**SOURCE TEXT**:
——————
To ask what the Bahamas would be like without BAHAMIAN artists is like asking what 100 Jamz would sound like without BAHAMIAN music. Artists in the Bahamas have not only had days of absence but have had years, and even decades, of absence. We do not need any more absence. The public is quite aware of what their life would look like without Bahamian artists — it is the life they currently lead.
This fact is perhaps why Nicolette never articulates a true Day of Absence. She instead describes it as
"a symbolic day, … where artists can come together in person or in cyberspace, and blog, email, sing, act, perform, speak, or whatever they want to do, in honour of art and artists themselves."
I will say it plainly: it is necessary for Bahamian artists to come out and do something on the Day of Absence because if they stayed home one day, or even a whole week, no one would notice.
The metaphor of absence is in error. Bahamian artists need to finally make their presence here felt. This central contradiction leads to more explaining than is necessary, and the point of her Day is lost. It also misses the problem that we, as an artistic community, have.
The Myth of Brain Drain
The Day of Absence decries the “creative Brain Drain” that is robbing the Bahamas of its best and brightest artists. Contrary to this assertion, however, the Bahamas doesn’t have much in the way of a well-known creative diaspora. There are writers like Helen Klonaris and artists like Janine Antoni who live away from the Bahamas, but despite these exceptions it seems that the majority of our writers, musicians and actors are still here. And many of our visual artists not only stay but make a decent living. With more study it may be proved that the country is already able to retain quite a large portion of its creative people. Unless the goal is to ensure all artists never leave the country we are already doing better than we should.
——————
Please answer these questions about the essay, one per line:
1. Which radio station does the essay mention?
2. Who are the two people it names as living away from the Bahamas?
3. What kind of day does Nicolette describe it as?
Answer from the essay alone.

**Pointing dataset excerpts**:
——————
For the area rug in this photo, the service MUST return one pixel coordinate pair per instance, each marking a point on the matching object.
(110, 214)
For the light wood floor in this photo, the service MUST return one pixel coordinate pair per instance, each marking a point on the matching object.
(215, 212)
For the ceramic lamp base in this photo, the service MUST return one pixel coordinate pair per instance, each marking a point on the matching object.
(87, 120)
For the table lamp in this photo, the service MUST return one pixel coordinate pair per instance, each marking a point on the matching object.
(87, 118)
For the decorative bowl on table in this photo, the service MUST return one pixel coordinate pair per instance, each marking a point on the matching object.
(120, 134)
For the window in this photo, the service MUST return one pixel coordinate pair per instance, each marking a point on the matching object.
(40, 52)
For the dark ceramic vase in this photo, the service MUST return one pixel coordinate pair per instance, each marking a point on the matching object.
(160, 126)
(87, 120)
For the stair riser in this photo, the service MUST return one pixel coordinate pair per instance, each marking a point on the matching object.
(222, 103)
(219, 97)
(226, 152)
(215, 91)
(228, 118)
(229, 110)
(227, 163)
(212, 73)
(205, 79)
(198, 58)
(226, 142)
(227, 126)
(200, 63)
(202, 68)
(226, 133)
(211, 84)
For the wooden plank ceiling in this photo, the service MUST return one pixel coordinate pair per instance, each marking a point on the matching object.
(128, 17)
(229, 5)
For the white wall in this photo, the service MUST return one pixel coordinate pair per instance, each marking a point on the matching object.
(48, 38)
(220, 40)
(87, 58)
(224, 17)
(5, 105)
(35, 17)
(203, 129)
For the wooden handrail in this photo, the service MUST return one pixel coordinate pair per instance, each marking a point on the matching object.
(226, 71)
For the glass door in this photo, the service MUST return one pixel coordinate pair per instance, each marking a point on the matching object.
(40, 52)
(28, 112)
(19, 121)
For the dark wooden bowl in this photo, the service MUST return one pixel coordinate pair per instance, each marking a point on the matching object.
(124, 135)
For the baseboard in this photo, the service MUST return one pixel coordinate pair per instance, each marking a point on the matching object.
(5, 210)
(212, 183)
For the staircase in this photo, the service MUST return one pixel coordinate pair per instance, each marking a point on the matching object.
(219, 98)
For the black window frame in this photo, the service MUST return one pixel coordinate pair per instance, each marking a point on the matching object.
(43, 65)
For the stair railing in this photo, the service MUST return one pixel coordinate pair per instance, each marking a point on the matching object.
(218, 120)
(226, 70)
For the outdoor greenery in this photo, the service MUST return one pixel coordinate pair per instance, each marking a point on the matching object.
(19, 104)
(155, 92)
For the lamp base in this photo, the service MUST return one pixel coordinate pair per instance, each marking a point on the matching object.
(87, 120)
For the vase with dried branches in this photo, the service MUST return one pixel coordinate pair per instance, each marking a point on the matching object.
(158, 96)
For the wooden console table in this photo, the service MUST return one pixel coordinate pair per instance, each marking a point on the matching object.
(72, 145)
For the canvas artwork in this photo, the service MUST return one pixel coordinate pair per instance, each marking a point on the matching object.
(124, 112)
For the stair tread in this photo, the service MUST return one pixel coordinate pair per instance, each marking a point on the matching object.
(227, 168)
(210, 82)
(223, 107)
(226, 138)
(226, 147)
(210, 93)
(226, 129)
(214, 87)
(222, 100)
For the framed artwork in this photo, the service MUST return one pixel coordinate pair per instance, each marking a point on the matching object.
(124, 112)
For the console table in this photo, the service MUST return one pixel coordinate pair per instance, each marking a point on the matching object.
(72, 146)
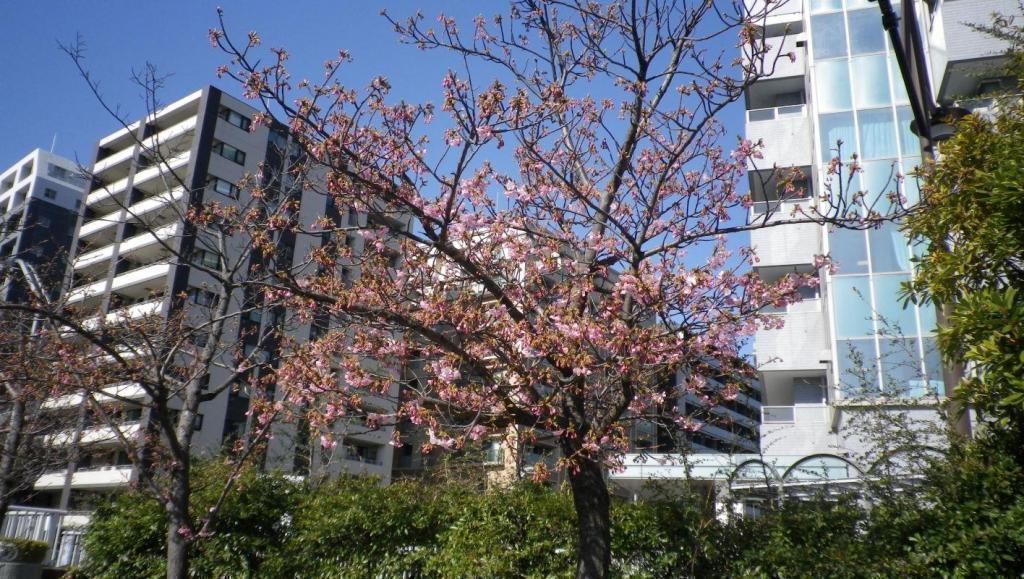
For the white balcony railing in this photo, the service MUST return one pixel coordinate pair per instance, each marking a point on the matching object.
(125, 390)
(773, 113)
(141, 275)
(800, 344)
(785, 132)
(139, 209)
(101, 478)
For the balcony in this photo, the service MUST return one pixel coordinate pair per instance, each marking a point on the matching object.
(799, 429)
(790, 244)
(125, 390)
(134, 312)
(144, 208)
(82, 293)
(111, 197)
(112, 161)
(786, 135)
(143, 280)
(174, 138)
(780, 11)
(103, 478)
(776, 60)
(800, 344)
(95, 436)
(162, 176)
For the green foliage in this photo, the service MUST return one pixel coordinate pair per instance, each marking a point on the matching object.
(673, 535)
(354, 527)
(28, 550)
(971, 217)
(965, 519)
(126, 537)
(525, 531)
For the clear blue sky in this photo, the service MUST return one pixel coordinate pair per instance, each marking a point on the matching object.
(43, 95)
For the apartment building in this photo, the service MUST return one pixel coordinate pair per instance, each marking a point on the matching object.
(851, 341)
(135, 256)
(40, 197)
(849, 347)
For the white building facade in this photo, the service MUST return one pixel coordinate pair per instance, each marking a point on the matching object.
(135, 256)
(853, 344)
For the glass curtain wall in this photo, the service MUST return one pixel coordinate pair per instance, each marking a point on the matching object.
(880, 346)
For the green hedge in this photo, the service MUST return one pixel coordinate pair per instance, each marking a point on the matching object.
(28, 550)
(967, 519)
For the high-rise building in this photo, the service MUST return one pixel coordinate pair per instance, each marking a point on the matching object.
(838, 91)
(40, 197)
(136, 256)
(849, 347)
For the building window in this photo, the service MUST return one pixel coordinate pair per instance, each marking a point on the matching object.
(225, 188)
(361, 453)
(235, 118)
(229, 153)
(202, 297)
(206, 258)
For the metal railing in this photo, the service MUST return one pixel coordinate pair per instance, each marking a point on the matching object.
(787, 111)
(47, 525)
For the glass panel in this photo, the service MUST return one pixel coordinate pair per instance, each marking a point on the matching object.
(857, 368)
(880, 181)
(828, 36)
(878, 133)
(853, 306)
(832, 82)
(908, 142)
(928, 322)
(822, 5)
(911, 182)
(848, 250)
(933, 366)
(899, 89)
(837, 127)
(866, 34)
(889, 249)
(894, 320)
(901, 374)
(872, 80)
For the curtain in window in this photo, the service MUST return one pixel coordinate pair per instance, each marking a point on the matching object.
(878, 133)
(837, 127)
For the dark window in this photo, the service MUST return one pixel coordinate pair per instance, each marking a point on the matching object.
(206, 258)
(202, 297)
(224, 188)
(235, 118)
(230, 153)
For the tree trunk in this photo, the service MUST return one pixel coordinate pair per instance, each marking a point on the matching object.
(590, 496)
(178, 532)
(14, 426)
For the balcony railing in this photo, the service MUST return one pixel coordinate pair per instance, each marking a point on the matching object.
(773, 113)
(776, 414)
(58, 529)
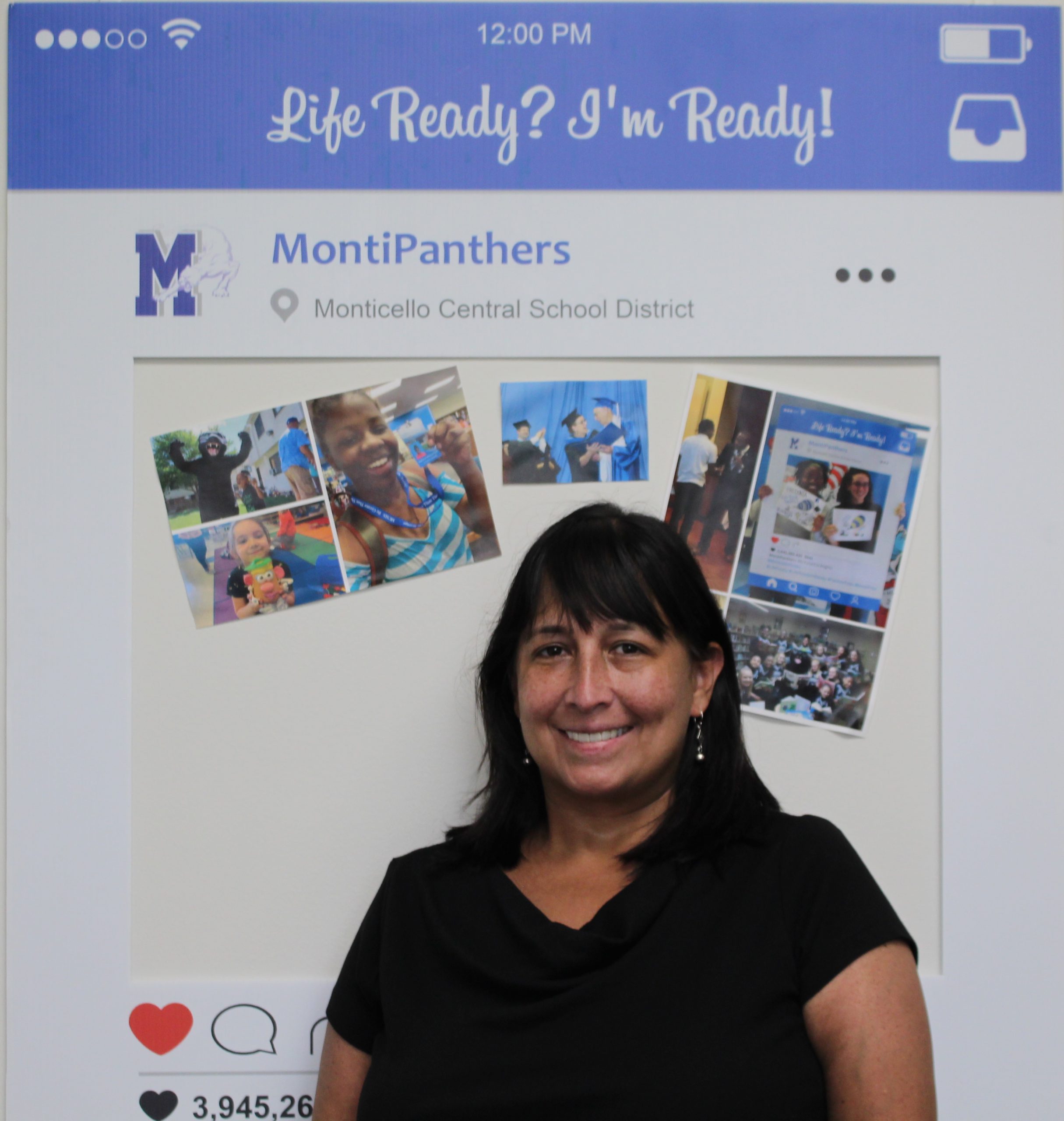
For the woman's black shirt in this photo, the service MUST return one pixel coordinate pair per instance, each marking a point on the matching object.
(681, 999)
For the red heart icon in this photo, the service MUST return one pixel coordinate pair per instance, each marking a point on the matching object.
(161, 1029)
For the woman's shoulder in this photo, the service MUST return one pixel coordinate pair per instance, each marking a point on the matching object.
(421, 864)
(805, 837)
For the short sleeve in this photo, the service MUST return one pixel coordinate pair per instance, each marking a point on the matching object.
(835, 909)
(359, 575)
(355, 1008)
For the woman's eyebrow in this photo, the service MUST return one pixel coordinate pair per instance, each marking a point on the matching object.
(551, 629)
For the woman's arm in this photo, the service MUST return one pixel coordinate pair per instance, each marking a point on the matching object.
(869, 1028)
(457, 445)
(340, 1076)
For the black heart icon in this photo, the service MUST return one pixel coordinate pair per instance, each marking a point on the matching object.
(159, 1106)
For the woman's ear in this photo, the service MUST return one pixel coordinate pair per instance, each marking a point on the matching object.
(705, 673)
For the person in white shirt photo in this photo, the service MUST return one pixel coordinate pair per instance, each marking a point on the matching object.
(698, 453)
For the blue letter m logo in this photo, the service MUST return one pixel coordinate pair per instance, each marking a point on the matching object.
(169, 271)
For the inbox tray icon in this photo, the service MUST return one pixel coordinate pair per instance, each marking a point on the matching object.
(988, 128)
(983, 43)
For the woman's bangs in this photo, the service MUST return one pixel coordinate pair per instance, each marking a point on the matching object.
(598, 578)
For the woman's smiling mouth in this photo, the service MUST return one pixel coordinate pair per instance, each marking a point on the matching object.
(610, 733)
(381, 465)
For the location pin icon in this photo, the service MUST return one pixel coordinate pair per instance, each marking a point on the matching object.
(284, 303)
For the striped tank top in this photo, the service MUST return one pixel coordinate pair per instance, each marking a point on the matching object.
(444, 546)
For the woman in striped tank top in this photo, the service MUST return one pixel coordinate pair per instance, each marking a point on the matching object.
(402, 521)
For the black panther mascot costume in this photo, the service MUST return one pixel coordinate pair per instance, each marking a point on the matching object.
(213, 473)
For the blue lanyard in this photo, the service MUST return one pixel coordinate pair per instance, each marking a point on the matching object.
(429, 504)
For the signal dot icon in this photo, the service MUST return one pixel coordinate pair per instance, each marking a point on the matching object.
(182, 31)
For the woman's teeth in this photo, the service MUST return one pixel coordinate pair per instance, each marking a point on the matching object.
(610, 733)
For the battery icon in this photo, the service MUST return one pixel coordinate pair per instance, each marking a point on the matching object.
(983, 43)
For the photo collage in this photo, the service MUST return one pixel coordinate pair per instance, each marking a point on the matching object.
(799, 514)
(314, 499)
(796, 511)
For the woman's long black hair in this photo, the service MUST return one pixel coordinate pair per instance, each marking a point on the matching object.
(603, 563)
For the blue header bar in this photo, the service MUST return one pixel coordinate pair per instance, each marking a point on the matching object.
(885, 437)
(534, 97)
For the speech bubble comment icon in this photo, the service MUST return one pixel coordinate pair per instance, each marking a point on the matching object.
(284, 303)
(245, 1029)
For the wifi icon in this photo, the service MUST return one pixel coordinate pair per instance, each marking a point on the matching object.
(181, 31)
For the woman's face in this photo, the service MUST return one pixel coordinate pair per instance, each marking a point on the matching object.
(359, 443)
(251, 541)
(860, 487)
(605, 712)
(812, 479)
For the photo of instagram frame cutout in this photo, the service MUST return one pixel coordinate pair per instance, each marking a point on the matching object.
(799, 513)
(310, 501)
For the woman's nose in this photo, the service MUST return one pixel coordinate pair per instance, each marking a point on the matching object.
(591, 683)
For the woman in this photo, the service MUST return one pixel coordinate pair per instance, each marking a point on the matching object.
(855, 494)
(629, 928)
(402, 521)
(250, 493)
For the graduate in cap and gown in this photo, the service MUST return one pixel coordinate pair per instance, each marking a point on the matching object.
(529, 455)
(617, 442)
(583, 461)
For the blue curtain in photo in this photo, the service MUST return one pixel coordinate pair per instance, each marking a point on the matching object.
(545, 404)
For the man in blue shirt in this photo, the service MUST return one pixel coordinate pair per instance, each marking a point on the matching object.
(297, 460)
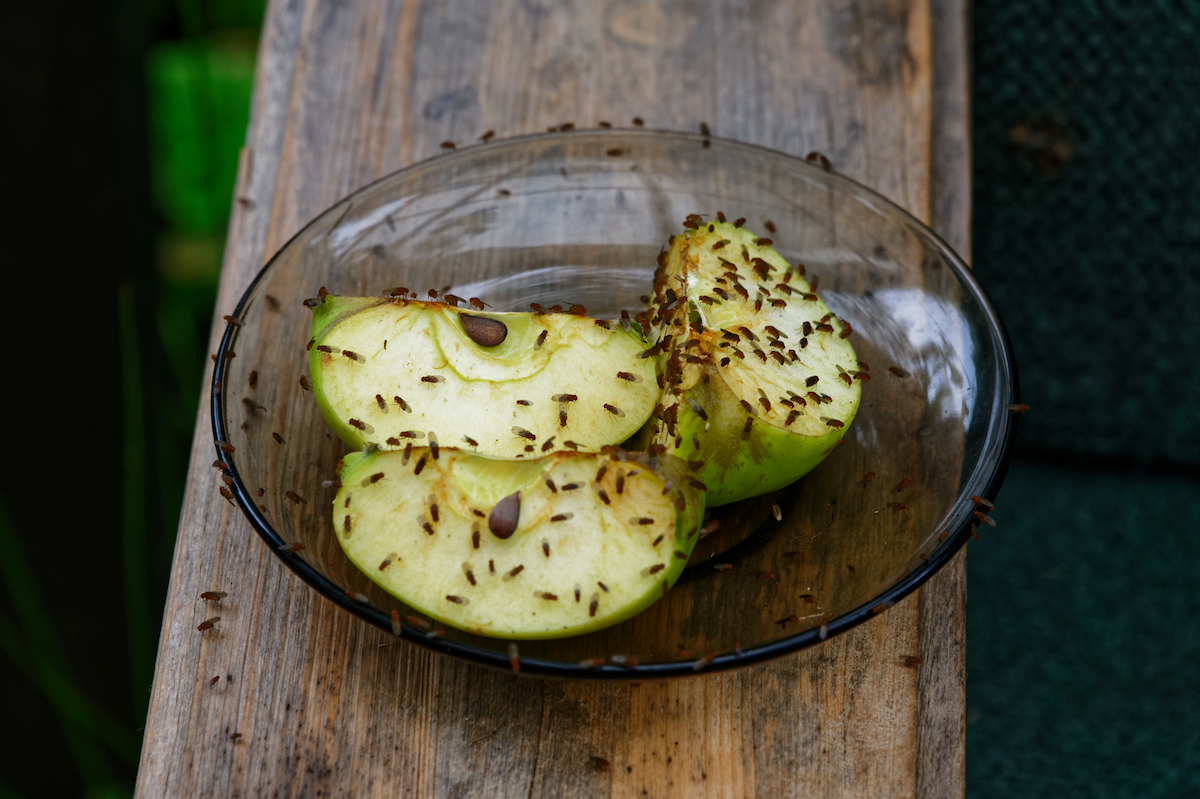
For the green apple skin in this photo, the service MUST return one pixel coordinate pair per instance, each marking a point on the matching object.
(760, 386)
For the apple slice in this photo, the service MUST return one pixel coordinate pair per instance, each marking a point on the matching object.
(533, 548)
(394, 372)
(761, 378)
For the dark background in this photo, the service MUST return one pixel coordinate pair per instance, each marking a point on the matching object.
(121, 126)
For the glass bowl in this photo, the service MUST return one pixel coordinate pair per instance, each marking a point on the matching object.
(580, 217)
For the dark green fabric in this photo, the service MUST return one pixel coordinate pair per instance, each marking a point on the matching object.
(1083, 642)
(1083, 632)
(1086, 119)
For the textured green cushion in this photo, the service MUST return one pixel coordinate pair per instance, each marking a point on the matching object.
(1083, 637)
(1086, 120)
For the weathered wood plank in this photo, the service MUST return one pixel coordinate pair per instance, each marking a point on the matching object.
(329, 707)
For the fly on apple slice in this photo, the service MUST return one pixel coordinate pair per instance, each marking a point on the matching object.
(394, 372)
(761, 377)
(533, 548)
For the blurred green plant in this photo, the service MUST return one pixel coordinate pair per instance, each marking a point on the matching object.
(198, 85)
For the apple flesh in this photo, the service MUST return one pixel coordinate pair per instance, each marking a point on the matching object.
(519, 548)
(761, 377)
(394, 373)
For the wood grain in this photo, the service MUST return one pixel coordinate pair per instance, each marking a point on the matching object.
(327, 706)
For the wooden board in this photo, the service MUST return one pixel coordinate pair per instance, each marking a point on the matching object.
(327, 706)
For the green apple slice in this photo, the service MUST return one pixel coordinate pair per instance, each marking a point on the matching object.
(761, 378)
(533, 548)
(395, 372)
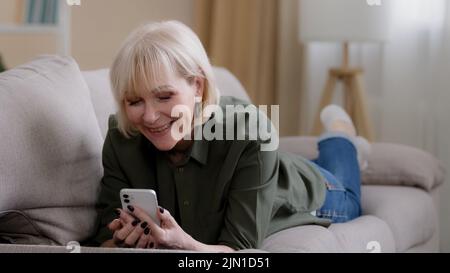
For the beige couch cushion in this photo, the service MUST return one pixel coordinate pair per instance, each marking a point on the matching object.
(409, 212)
(101, 95)
(396, 164)
(309, 238)
(360, 234)
(50, 164)
(389, 164)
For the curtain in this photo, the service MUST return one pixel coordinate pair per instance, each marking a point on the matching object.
(407, 82)
(246, 37)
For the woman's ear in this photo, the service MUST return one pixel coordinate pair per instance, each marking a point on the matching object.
(199, 86)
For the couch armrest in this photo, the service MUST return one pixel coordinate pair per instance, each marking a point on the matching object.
(389, 164)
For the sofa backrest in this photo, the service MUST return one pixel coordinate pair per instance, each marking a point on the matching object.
(104, 103)
(50, 147)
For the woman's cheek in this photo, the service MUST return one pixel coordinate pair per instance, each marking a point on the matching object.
(134, 112)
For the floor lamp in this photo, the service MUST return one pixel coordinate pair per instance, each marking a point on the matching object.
(344, 22)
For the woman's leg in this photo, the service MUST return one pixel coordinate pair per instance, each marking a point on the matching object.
(339, 164)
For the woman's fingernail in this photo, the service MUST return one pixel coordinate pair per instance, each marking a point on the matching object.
(135, 222)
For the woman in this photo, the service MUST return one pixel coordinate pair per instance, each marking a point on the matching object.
(214, 195)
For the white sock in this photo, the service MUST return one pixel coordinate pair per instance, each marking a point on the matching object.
(330, 114)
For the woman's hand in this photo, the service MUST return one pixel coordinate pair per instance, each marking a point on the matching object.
(127, 230)
(141, 231)
(168, 235)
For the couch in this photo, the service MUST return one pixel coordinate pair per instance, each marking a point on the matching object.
(54, 119)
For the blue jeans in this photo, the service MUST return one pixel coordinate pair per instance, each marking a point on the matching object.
(338, 163)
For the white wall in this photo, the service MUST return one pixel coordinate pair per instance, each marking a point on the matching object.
(98, 28)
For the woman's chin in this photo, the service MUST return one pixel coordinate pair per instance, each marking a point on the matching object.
(164, 146)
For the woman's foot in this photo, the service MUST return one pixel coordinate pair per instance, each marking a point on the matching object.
(335, 119)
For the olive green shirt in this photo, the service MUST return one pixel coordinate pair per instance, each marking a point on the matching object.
(225, 192)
——————
**REPLY**:
1. 100 Jamz
2. Helen Klonaris and Janine Antoni
3. A symbolic day